- [Exercise set]:
a) The passage on free will and ethics says that treating conditioning as morality could last only for a while. Using the passage's own reasoning, explain in one to three sentences why it could survive only temporarily.
b) Take the passage on free will and ethics further, starting right after its last line.

- [Source passage]:
• • • • • • •

It's really only "less important", at base, because you count on others never actually agreeing with you. You are insulated from the immediate consequences of your position because you are, by social convention and a certain logical parasitism, able to count on your opposition not actually following the necessary inferences demanded by your position. If, in fact, you are claiming you have no free will, you are not a moral agent. It isn't clear to me how you respond to a hypothetical rebuttal of your argument that consists of simply outright killing you, with the explanation I'm simply following your own views--that you are, per yourself, in essence an automaton whose behavior is predetermined, and, according to you, I had no choice under the circumstances other than to kill you, anyway. Resorting to the expectation that my social evolution should be such that I am deterministically caused to not do that--well, a) guess not and b) futile in terms of actual moral force.
I think your confusing that your position has no reason to behave ethically, as it's own complete failure to address any question of ethics seriously as somebody else's problem. By definition, your "theists" have all the "social evolution" influences you do, -and- actual practical, specifiable justifications to follow them. -No- reason, "God" or otherwise, has any argumentative force to justify any ethical stance you may hold. Person A says his "social evolution" indicates he should do X. Person B says his "social evolution" indicates he should do the direct opposite of X. How do we resolve this? We don't, because your position is ethically incoherent and has no possible means to become other than ethically incoherent. Generally, when one holds a position that is methodologically useless, and obviously so, and continues to hold it anyway, one might fairly suspect that the main motivation is to hold oneself to no ethics at all.
"Conditioning to act according to a certain norm of morality" simply isn't equivalent to "morality", and such a substitution will never work. It could survive temporarily not because it's a coherent position, but only insofar as the notion is rejected by other parties. If your argument seeking to be accepted relies on not being accepted, it does not strike me as a particularly good position to attempt to hold to.
Molecules behave classically is a statement of probable, not certain, behavior.
"Random" is just a place-holder word for "we don't know, or aren't specifying, what the causal factors are".
If I wanted to install an undetectable back-door to allow manipulation physical reality, along the lines of what I might do as a software developer to an operating system, QM is exactly what I'd do, incidentally.
Big topics, little time.

• • • • • • •

- [Extracted information]:
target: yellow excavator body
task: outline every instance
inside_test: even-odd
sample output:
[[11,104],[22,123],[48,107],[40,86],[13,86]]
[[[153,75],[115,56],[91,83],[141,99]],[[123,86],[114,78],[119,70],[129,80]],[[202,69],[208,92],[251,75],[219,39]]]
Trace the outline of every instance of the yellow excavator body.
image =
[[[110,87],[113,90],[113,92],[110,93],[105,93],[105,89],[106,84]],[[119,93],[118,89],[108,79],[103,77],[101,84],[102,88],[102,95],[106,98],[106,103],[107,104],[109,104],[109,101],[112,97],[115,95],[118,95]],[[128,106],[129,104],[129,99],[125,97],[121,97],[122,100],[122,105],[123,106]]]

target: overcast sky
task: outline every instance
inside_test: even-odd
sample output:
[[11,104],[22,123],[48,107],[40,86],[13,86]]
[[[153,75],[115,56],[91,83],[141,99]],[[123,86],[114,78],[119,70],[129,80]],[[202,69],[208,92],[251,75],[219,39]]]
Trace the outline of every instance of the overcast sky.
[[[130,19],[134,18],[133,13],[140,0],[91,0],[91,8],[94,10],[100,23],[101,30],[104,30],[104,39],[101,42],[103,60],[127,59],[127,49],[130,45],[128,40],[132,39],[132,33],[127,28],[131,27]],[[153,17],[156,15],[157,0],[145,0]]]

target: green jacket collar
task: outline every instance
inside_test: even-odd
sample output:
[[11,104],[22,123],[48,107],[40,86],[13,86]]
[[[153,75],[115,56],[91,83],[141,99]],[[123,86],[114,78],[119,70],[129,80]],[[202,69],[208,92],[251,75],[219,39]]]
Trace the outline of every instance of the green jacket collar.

• • • • • • •

- [Outputs in order]:
a) It could survive only as long as other parties reject the notion, not because it is coherent. The writer adds that an argument that depends on not being accepted is not a good position to hold.

b)
Not a "cop out" in the least--if there is an existent which is unconstrained by chemical causality, it is a valid, and one of very few, options.
I don't expect you even know yourself what you are pretending to mean by "cop out" here--though it does avoid the need for a specific rebuttal, almost as if it was a... ahem.
And, feel free to keep your False Dichotomy Fallacies for your own enjoyment--however much fun parroting the phrase might be for you, there is absolutely no reason that one can't have the position of "God did it" -and- have an ever-expanding awareness of the specifics of implementation that science often provides.
Same as "man did it", really, if you need a specific text substitution to illustrate your intellectual dishonesty that, given how simplistic and obvious it is, I'd have to assume you already are well aware of, and don't need me to provide.
We -appear- to have the property of having Free Will (e.g. if I ask you to raise one of your hands, there will be the rather compelling sense of you choosing which one). Apart from the opportunities for indeterminacy allowed by quantum behavior, this would be an illusory perception.
The implications of not having Free Will would be so psychologically and morally broad, I think it fair to say that no one can -consistently- maintain they lack Free Will and remain a functional consciousness on a decision-by-decision and day-to-day basis.
Given the empirical force of the premise of Free Will, and the compelling psychological necessity for it, it seems unsurprising that we tend to seek to integrate this premise with our underlying metaphysics.
To do so, there are basically two choices: a "spiritual" attribute unconstrained by physics we generally ascribe to matter at the scale of our brain's chemistry, or, a broadening of our concept of the practical causal scope of quantum effects.
So, the connection here seems clear to me. I think most of the "problem" is a perceived one for specifically those who have no real answer to how to integrate a free consciousness with a deterministic chemistry. Some of us will say "soul", and... problem solved. Others of a more naturalistic metaphysical stance have a -lot- more work to do.
The requirements for a coherent worldview here are pretty persistent across the history of philosophy. Two interesting lines of inquiry here are the Mind-Body Problem (described well here, and by a stridently atheist philosophy professor, lest I be accused of bias), and questions of Supervenience (the notion that, say, Economics can be reduced to Chemistry, which is actually a rather subtle and extensively-examined question in philosophy).
Anyway, these topics can get huge. Short form to the question "Why are these associated?"... because of the recognition that these levels need to be integrated by individuals to maintain a rational consciousness, and naturalism providing no straightforward means this this integration.
So, basically it comes from a massive, unresolvable, inescapable problem for the worldview of the average Slashdotter, which happily is not a problem at all for me given my metaphysical premises.
I don't even see a basic rational method of calculation present from what I've read of this particular guy's date conclusion.
It's literally a schizophrenic-class calculation on the order of "multiply this number by three because there's three personages in the Trinity and subtract seven because that's the number of days in the week..." from what I read.
It's unfortunate that many will take this a representative case of determining plausible conclusions derived from actual scholarship (Christian or otherwise) of these writings.
And perhaps you missed six verses before -that-...
28 For wheresoever the carcass is, there will the eagles be gathered together.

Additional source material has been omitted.